Page:
#####

FIRST PRESBYTERIAN CHURCH, ATLANTA, GEORGIA

Sermon by Dr. George Bryant Wirth

 

The Fifth Sunday in Lent

March 28, 2004

 

THE TEN COMMANDMENTS – “FATAL ATTRACTIONS”

You shall not commit adultery (#7)

You shall not covet anything that is your neighbor’s (#10)

 

Scripture:  Exodus 20:14, 17; Matthew 5:27-30; Ephesians 5:1-13

 

INTRODUCTION

 

Throughout the Lenten Season, we are focusing our attention on The Ten Commandments.  Thus far we have talked together about commandments

 

#1 – You shall have no other gods before me.

#2 – You shall not make any graven images.

#3 – You shall not take the name of the Lord your God in vain.

#4 – Remember the Sabbath day, to keep it holy.

#5 – Honor your father and your mother.

#8 – You shall not steal.

 

Today, prayerfully and carefully, we come to commandment #7 – You shall not commit adultery and #10 – You shall not covet…anything that is your neighbor’s.

#####

Dataset excerpt:

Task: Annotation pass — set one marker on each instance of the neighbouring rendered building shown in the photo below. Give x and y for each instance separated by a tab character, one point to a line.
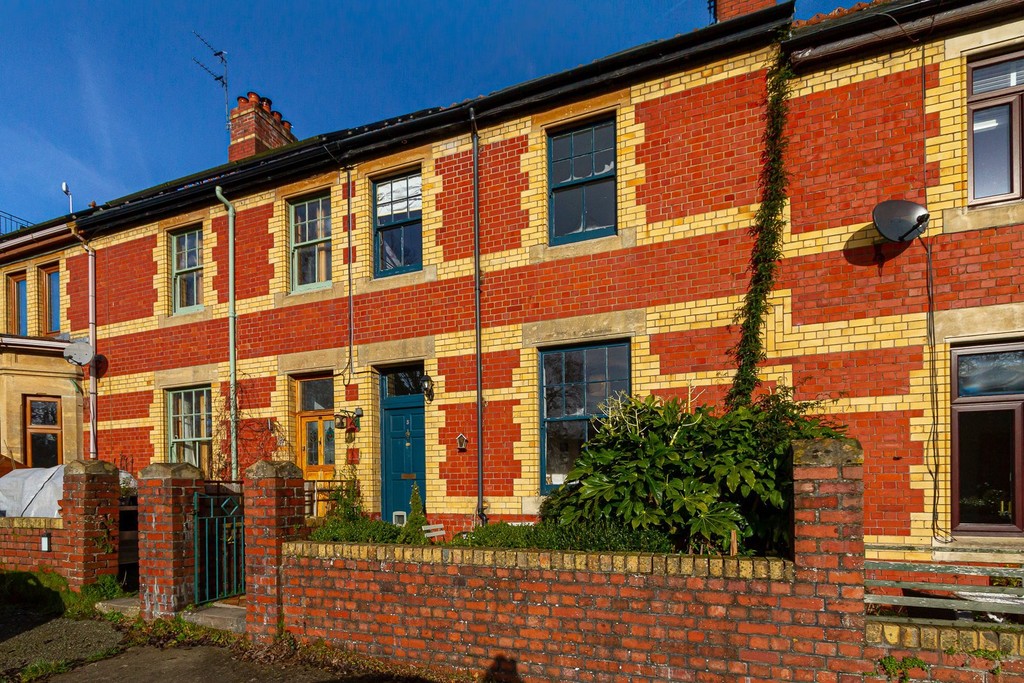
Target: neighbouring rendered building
605	213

#####

To do:
1. List the commandments that the sermon says have already been talked about during the Lenten Season, giving each one's number and wording.
2. Reproduce a passage of the sermon word for word, beginning at the words "#1 – You shall" and stopping after the words "keep it holy.".

The solutions:
1.
#1 – You shall have no other gods before me.
#2 – You shall not make any graven images.
#3 – You shall not take the name of the Lord your God in vain.
#4 – Remember the Sabbath day, to keep it holy.
#5 – Honor your father and your mother.
#8 – You shall not steal.

2.
#1 – You shall have no other gods before me.

#2 – You shall not make any graven images.

#3 – You shall not take the name of the Lord your God in vain.

#4 – Remember the Sabbath day, to keep it holy.